Supplied text -
* * *
# What do you wish your bf, husband gf wife would get rid of



## MomentoMoir (Mar 7, 2010)

I wish he would delete all the pictures of his ex gf's theres only one picture i wish he would keep. If hes still friends with the exs he can keep the pics of just them.

I know he told me the reason behind it but it would just make me feel better.

I also wish he would get rid of all pics of models

I guess its only bc im extremely insecure but it would make me feel better

edit: i wish he would understand my need of cuddling and lovely dovey ness i try to take all my bad feelings and emotions i have around my period into only good ones


----------



## Karren (Mar 7, 2010)

I wouldn't mind if she got rid of her dislike for my crossdressing! lol


----------



## Dragonfly (Mar 7, 2010)

When I have to tell a man to get rid of something, its time I told myself to get rid of him.


----------



## Johnnie (Mar 7, 2010)

I was at that point in a past relationship too. I was very, very insecure and told him it didn't make sense to me why he held onto those pictures. We argued about it and he eventually threw them out. After getting what I wanted....in the end I didn't feel as good as I had hoped. On the contrary actually. Now that we are no longer together I feel quite bad that he no longer has these mementos. He held on because they were simply fond memories, just like most of us who keep pictures from back in the day. Funny thing though is the pictures had nothing to do with what was going on in our relationship and really had no affect on it either except that I hadn't come to that point within myself to feel comfortable, secure enough and trusting. Maybe you should try finding that too. Insecurities can really get the best of us sometimes.


----------



## Chaeli (Mar 7, 2010)
* * *
Supplied material -
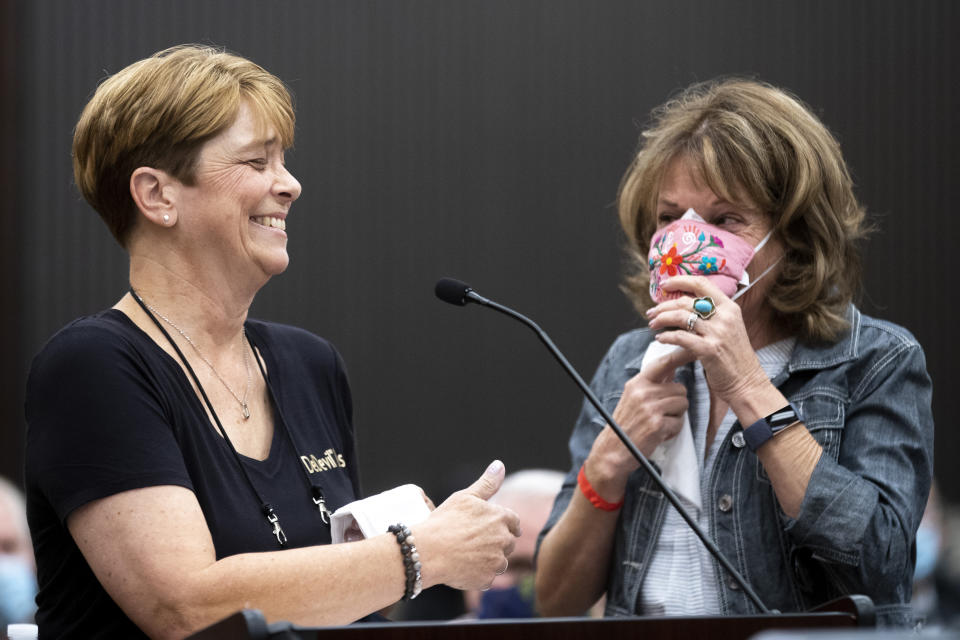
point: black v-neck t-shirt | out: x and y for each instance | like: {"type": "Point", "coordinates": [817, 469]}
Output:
* * *
Work to complete -
1: In the relationship thread, reproduce word for word the passage from "edit: i wish" up to and including "Karren (Mar 7, 2010)".
2: Check each statement against the relationship thread. For each one, answer yes or no and quote the words from the thread that decide it.
(a) Karren wants the partner to drop a dislike of Karren's crossdressing.
(b) Johnnie felt better than hoped after the pictures were thrown out.
(c) Dragonfly's post is dated Mar 8, 2010.
3: Extend the relationship thread, starting right after the point where it stops.
The lines that come after the relationship thread are taken from a separate source.

Final answers -
1:
edit: i wish he would understand my need of cuddling and lovely dovey ness i try to take all my bad feelings and emotions i have around my period into only good ones


----------



## Karren (Mar 7, 2010)

2:
(a) Yes: "I wouldn't mind if she got rid of her dislike for my crossdressing!"
(b) No: "in the end I didn't feel as good as I had hoped."
(c) No: "Dragonfly (Mar 7, 2010)"

3:
My current SO has kissie pics of their ex. I did ask they destroy them a few times but decided to honor their desire to keep them. I cannot make their past disappear and wouldn't if I could. It's part of what made them the wonderful person they are today.


----------



## MomentoMoir (Mar 7, 2010)

Originally Posted by *Johnnie* /img/forum/go_quote.gif I was at that point in a past relationship too. I was very, very insecure and told him it didn't make sense to me why he held onto those pictures. We argued about it and he eventually threw them out. After getting what I wanted....in the end I didn't feel as good as I had hoped. On the contrary actually. Now that we are no longer together I feel quite bad that he no longer has these mementos. He held on because they were simply fond memories, just like most of us who keep pictures from back in the day. Funny thing though is the pictures had nothing to do with what was going on in our relationship and really had no affect on it either except that I hadn't come to that point within myself to feel comfortable, secure enough and trusting. Maybe you should try finding that too. Insecurities can really get the best of us sometimes. ya i know im insecure and i knew going into this relationship he doesn't through out complements unless they are deserved i just dont know how to fix my self with out becoming obsessed with making my self perfect in my eyes


----------



## Chaeli (Mar 8, 2010)

The reason I decided to not make an issue out of them not throwing out their exes pictures was that I admired that part of them. They have literally many hundreds if not thousands of pics of me and if anything happens to us for whatever reason, I want them to be just as adamant to the next person that comes along and not trash mine for what could very well turn out to be a mistake in their life. We've had very rough roads to get where we are today and many, many happy times as well. The pictures spot light many of those times as I'm sure the pics of their past has with them and other exes and friends as well.


----------



## MomentoMoir (Mar 8, 2010)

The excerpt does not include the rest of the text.